[Object pointing dataset rows]
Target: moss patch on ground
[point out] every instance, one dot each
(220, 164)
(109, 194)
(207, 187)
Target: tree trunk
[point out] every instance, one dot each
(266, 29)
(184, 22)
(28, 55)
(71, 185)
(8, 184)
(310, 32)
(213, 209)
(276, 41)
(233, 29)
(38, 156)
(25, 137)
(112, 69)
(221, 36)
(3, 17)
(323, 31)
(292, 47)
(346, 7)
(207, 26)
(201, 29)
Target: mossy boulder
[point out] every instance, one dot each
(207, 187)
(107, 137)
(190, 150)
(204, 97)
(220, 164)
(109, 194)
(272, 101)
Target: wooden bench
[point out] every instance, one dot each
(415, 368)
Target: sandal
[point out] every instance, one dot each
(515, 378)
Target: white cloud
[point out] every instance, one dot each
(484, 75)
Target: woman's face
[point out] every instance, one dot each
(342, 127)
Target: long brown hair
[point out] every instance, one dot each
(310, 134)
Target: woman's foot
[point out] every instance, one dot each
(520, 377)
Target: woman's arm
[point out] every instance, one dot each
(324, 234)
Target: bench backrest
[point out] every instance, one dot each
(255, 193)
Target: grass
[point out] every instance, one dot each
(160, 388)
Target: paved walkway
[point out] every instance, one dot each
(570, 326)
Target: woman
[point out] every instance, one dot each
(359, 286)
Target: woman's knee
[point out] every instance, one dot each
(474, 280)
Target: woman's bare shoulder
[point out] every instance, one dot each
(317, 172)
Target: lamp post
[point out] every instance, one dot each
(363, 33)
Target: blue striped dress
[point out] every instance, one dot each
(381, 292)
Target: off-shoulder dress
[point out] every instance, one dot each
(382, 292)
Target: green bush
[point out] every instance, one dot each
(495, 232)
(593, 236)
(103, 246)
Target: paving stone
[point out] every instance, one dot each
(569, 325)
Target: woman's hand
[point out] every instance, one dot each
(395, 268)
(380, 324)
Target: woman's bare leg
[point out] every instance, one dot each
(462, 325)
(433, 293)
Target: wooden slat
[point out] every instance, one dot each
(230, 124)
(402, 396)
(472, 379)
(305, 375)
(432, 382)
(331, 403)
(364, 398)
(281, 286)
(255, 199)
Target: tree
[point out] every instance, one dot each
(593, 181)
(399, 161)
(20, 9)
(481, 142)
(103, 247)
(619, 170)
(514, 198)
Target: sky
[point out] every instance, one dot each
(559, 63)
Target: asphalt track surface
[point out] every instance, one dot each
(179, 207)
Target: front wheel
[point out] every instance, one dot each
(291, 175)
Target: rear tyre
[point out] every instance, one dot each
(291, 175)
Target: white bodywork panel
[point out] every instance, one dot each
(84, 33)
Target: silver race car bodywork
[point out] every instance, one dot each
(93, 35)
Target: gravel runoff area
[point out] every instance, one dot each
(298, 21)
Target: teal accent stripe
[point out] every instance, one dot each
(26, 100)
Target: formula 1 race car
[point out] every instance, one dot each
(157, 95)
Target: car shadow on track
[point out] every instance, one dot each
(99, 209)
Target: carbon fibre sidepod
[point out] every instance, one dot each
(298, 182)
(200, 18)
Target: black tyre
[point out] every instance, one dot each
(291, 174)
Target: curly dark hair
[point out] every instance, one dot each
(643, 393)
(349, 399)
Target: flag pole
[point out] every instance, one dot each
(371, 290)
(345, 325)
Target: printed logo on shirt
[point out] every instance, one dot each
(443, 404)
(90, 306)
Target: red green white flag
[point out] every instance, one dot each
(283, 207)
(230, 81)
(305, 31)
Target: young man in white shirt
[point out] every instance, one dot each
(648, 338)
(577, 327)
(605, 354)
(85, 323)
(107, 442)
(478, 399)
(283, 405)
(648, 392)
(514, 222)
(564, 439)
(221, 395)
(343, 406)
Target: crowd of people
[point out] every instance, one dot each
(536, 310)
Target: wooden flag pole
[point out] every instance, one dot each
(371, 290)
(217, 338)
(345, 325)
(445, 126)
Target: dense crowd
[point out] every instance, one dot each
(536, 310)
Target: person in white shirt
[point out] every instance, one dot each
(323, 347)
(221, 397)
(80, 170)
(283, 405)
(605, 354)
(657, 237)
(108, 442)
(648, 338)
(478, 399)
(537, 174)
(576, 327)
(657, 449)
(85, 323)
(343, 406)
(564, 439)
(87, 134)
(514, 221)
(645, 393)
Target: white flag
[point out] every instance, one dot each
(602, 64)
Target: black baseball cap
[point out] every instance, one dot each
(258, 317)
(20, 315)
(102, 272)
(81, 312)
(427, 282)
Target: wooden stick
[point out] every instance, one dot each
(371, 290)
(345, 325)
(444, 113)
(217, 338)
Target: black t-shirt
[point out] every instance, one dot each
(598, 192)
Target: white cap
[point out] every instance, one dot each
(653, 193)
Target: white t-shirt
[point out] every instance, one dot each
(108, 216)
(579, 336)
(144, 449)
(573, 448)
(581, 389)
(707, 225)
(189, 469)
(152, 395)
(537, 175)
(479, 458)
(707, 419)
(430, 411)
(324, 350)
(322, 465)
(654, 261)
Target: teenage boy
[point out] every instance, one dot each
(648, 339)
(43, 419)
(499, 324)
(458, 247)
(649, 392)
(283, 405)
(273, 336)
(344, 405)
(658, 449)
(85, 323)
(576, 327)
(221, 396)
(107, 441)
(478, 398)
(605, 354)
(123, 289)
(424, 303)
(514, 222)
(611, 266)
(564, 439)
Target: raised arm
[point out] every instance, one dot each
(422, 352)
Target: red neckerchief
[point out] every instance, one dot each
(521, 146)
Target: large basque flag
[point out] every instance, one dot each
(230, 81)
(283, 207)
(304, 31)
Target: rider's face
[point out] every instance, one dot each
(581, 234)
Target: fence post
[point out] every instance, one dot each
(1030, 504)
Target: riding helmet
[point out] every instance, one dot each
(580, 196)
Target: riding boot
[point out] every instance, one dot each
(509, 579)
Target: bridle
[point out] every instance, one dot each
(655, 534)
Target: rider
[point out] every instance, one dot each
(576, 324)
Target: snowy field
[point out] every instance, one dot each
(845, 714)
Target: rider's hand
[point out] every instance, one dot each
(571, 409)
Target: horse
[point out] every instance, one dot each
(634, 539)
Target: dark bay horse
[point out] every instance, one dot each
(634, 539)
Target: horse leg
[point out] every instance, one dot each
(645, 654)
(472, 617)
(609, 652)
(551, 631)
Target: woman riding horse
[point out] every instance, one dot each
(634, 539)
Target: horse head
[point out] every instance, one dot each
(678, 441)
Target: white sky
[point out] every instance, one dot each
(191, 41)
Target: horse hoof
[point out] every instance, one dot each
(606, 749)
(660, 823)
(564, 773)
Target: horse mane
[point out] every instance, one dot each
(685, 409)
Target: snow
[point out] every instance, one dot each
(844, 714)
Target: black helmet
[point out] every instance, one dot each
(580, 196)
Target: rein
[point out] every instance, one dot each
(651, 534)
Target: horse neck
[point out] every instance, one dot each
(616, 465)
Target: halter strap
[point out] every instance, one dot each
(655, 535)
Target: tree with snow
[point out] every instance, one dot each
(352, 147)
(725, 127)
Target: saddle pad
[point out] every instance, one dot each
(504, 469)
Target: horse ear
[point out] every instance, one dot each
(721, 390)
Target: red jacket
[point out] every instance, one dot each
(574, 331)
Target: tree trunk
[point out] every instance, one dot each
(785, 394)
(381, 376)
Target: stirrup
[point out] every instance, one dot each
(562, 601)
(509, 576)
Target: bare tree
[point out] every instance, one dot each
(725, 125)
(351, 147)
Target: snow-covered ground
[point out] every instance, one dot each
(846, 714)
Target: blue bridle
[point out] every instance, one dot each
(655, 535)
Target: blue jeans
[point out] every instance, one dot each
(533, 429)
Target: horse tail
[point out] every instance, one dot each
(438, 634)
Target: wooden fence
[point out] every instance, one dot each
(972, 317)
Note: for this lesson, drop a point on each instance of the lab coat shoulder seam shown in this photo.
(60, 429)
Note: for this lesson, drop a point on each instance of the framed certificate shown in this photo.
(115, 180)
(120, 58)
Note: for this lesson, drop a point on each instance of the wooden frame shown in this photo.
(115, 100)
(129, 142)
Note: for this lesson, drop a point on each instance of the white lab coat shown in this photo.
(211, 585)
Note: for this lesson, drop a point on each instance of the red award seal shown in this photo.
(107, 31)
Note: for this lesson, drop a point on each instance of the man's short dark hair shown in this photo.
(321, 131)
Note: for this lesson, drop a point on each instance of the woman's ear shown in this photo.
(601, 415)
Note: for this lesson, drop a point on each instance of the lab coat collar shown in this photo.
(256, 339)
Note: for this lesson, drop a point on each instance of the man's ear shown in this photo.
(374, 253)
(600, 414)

TASK TO COMPLETE: Go back to the data above and please quote exactly, and only, the lines from the line with "Target: blue jeans" through its last line.

COMPLETE RESPONSE:
Target: blue jeans
[point out] every instance, one dot each
(533, 429)
Target: horse tail
[point out] every instance, one dot each
(438, 634)
Target: wooden fence
[point out] every instance, one dot each
(972, 317)
Note: for this lesson, drop a point on each instance of the lab coat shoulder seam shown in this photo.
(60, 429)
Note: for this lesson, drop a point on each instance of the framed certificate shown in this photo.
(115, 180)
(120, 58)
Note: for this lesson, drop a point on each instance of the wooden frame shown in this photo.
(115, 100)
(129, 142)
Note: for this lesson, drop a point on each instance of the white lab coat shown in this photo.
(211, 585)
Note: for this lesson, drop a point on each instance of the red award seal shown in this photo.
(107, 31)
Note: for this lesson, drop a point on each instance of the man's short dark hair shown in this photo.
(321, 131)
Note: for this lesson, drop a point on each instance of the woman's ear shown in this photo.
(601, 415)
Note: for this lesson, drop a point on each instance of the lab coat collar shown in this photo.
(256, 339)
Note: for this lesson, drop a point on each instance of the man's ear shown in this photo.
(374, 253)
(600, 414)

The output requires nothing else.